Senator Serphin R. Maltese is working to stop accused and convicted pedophiles from avoiding punishment by closing a loophole in State law dealing with Internet communications with children.
Law enforcement authorities throughout the State have been using a 1996 law in sting operations to catch and prosecute pedophiles who are looking for victims online. A case currently before the State Appellate Division, Second Department will decide whether the Penal Law as currently written was meant to criminalize words as well as pictures, since it prohibits “depictions” of lewd material.
In the case, ex-lawyer Jeffrey Kozlow contends that this means it is only illegal to send sexually explicit pictures to minors, but it is essentially okay to seduce them with words. Authorities seized Kozlow two years ago, when he emailed graphic, sexual propositions to a Westchester police officer posing as a 14-year-old boy.
“Frankly this case is appalling,” said Maltese, a former Queens prosecutor and Deputy Chief of the Homicide Bureau. “If the court agrees with this sicko, it will open the floodgates and allow other Internet sting perverts to get off scot-free.”
The State’s penal law already makes a distinction between clearly obscene material and other material that may have literary, artistic, or other value. Maltese’s legislation would further clarify and strengthen the existing statute by adding the word “describes” to the section of law pertaining to illegal communications with a minor.
“We need to keep our children and grandchildren safe from these pedophiles and not allow the courts to interpret the law so that known predators are free to prey upon and victimize them,” Maltese said.

▶ **Recorded data**:

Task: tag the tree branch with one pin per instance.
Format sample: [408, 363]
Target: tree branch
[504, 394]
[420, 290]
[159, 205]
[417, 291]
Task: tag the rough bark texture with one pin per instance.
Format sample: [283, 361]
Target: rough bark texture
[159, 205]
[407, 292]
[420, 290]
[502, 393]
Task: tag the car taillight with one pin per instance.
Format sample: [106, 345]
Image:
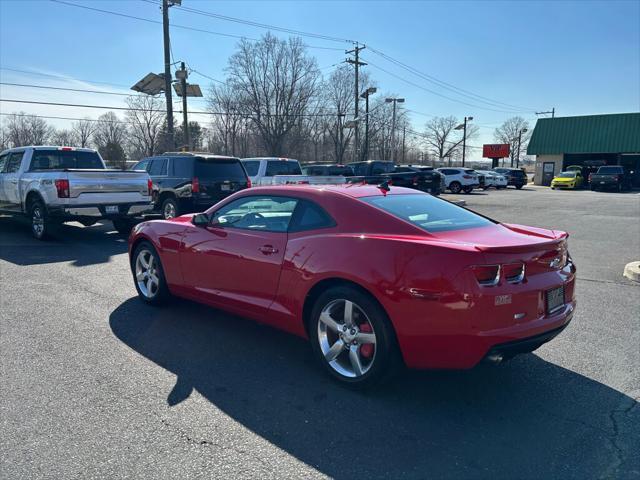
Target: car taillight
[487, 275]
[513, 272]
[62, 186]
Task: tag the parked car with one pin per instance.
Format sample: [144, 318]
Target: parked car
[568, 180]
[374, 277]
[327, 169]
[61, 184]
[515, 176]
[186, 182]
[460, 179]
[610, 178]
[493, 179]
[378, 171]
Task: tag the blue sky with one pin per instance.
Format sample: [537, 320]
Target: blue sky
[579, 57]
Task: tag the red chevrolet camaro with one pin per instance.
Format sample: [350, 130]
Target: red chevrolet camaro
[374, 277]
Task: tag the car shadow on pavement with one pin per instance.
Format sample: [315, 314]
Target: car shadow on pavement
[525, 419]
[67, 243]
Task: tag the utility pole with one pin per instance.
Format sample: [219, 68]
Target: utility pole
[552, 112]
[183, 84]
[167, 71]
[357, 63]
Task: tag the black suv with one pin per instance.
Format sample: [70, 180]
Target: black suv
[515, 176]
[192, 182]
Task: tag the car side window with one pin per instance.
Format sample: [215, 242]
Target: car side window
[309, 216]
[262, 213]
[158, 167]
[12, 164]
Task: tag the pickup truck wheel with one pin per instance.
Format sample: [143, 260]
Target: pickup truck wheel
[169, 208]
[123, 225]
[455, 187]
[148, 274]
[39, 224]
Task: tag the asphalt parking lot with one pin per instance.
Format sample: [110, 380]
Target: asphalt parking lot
[96, 384]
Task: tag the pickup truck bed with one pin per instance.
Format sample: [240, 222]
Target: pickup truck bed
[35, 181]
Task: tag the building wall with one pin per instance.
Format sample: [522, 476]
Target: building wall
[541, 159]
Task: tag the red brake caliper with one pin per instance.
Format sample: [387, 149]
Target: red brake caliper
[366, 350]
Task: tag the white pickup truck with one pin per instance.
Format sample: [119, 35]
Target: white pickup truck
[282, 171]
[59, 184]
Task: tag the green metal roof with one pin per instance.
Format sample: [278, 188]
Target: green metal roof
[613, 133]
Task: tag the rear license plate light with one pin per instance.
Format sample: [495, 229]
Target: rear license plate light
[554, 299]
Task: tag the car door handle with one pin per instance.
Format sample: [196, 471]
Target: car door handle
[268, 249]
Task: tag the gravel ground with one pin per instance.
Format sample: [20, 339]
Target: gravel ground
[96, 384]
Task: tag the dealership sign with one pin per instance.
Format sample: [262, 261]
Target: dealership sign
[496, 150]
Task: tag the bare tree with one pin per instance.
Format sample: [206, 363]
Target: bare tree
[64, 137]
[23, 129]
[83, 130]
[509, 132]
[443, 139]
[276, 80]
[110, 137]
[146, 118]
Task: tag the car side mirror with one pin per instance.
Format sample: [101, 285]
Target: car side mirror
[200, 219]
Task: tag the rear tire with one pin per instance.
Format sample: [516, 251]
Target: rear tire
[123, 225]
[39, 220]
[333, 331]
[169, 208]
[455, 187]
[148, 275]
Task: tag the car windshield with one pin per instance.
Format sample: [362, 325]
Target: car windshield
[427, 212]
[61, 159]
[219, 169]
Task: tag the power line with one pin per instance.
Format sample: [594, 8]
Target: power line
[434, 92]
[104, 107]
[450, 87]
[260, 25]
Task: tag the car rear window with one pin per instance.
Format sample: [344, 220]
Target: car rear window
[61, 159]
[251, 167]
[219, 169]
[427, 212]
[282, 167]
[610, 170]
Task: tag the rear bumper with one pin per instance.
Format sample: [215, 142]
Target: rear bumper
[100, 211]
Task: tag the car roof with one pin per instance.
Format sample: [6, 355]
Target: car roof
[350, 190]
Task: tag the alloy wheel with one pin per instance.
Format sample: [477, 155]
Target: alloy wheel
[147, 274]
[347, 338]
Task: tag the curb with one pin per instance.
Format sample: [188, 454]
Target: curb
[632, 271]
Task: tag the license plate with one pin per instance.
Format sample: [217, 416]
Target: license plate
[555, 299]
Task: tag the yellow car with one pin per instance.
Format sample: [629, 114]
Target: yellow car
[572, 179]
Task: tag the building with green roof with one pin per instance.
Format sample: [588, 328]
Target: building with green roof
[588, 141]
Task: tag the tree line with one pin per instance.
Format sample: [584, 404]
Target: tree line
[274, 102]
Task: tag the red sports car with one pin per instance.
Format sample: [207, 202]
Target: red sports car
[375, 277]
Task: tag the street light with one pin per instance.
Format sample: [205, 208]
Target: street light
[522, 130]
[393, 123]
[463, 126]
[365, 95]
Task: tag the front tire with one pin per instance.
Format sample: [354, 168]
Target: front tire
[148, 274]
[39, 220]
[352, 337]
[455, 187]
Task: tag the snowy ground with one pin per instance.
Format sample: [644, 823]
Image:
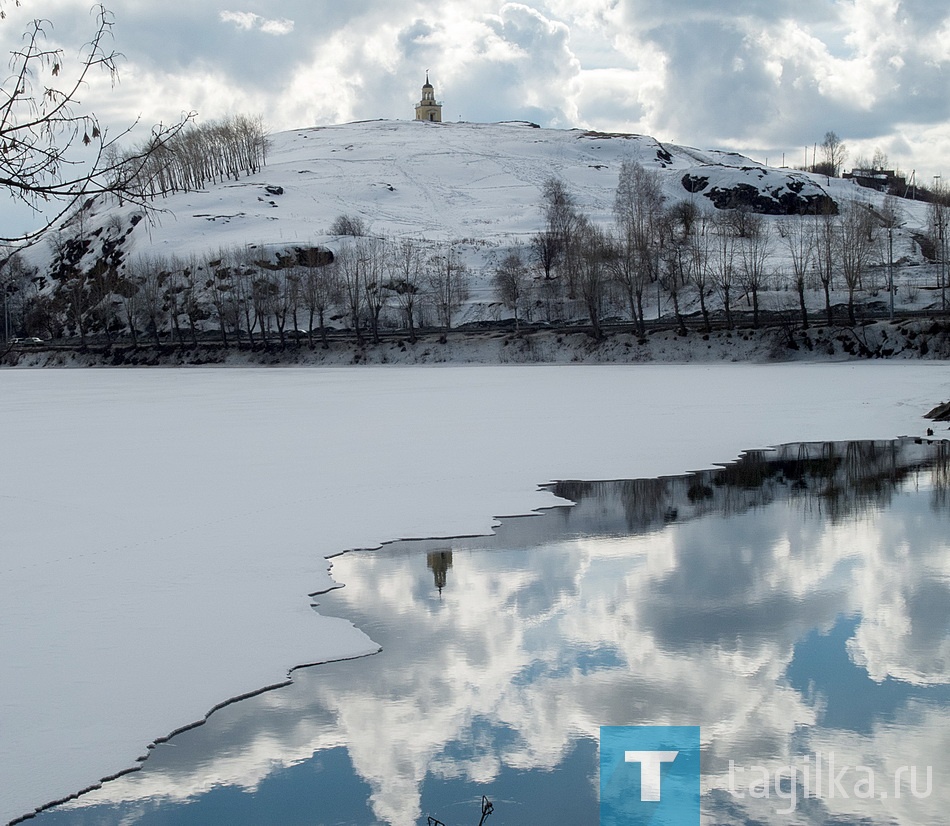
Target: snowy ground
[163, 528]
[480, 186]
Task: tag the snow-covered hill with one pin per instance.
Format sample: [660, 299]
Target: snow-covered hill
[476, 185]
[421, 180]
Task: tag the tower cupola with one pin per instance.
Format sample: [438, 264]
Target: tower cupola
[428, 108]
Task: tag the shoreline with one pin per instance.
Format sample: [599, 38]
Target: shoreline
[122, 592]
[922, 338]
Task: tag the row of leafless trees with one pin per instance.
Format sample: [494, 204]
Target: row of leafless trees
[251, 295]
[687, 253]
[202, 154]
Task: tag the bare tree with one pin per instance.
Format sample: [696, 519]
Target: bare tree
[856, 246]
[546, 251]
[406, 267]
[833, 153]
[723, 263]
[700, 272]
[826, 237]
[638, 209]
[348, 225]
[320, 290]
[349, 268]
[561, 220]
[512, 282]
[754, 254]
[447, 280]
[55, 156]
[371, 253]
[590, 263]
[800, 241]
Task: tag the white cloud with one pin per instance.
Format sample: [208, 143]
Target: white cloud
[248, 21]
[740, 74]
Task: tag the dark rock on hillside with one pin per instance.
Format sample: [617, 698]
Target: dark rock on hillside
[941, 413]
[785, 199]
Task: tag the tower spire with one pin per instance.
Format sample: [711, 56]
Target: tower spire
[428, 108]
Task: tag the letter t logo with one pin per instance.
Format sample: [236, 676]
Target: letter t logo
[650, 770]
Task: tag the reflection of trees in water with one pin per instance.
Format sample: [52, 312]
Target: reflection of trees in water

▶ **Given instruction**: In the press release about Senator Maltese's bill, what word would his legislation add to the section of law on illegal communications with a minor?

▶ **Exercise output**: "Describes."